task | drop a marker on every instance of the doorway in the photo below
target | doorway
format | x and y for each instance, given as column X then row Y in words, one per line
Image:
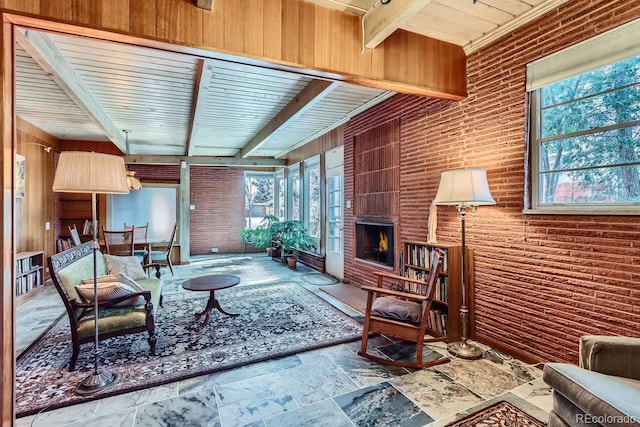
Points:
column 334, row 228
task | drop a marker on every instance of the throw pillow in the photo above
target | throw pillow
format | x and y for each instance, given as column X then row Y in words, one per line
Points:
column 108, row 291
column 394, row 308
column 129, row 265
column 117, row 277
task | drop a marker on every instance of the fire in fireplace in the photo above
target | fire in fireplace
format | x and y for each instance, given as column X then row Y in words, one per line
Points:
column 374, row 242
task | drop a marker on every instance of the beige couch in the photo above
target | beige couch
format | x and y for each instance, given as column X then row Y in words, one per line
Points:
column 116, row 317
column 603, row 390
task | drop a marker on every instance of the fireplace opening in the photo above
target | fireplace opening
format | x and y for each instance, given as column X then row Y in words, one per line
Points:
column 374, row 242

☆ ☆ ☆ ☆ ☆

* [Task objective]: Render the data as a two-column CSV with the headers instruction and points, one row per labeling instruction. Put the instruction text in one quoted field and its points in the other, replacing line breaks with spaces. Begin at the start of the data, stop after the line containing "column 117, row 277", and leave the pictures out.

* [Response]:
instruction,points
"task | drop a marker on every instance of the doorway in the photo below target | doorway format | x and y for each instance, given as column X then row Y in words, one per line Image: Points:","column 334, row 228"
"task | drop a marker on every instance of the throw pillow in the photo above target | throw pillow format | x and y for each instance, given as column X then row Y in words, one per line Points:","column 108, row 291 column 394, row 308 column 129, row 265 column 117, row 277"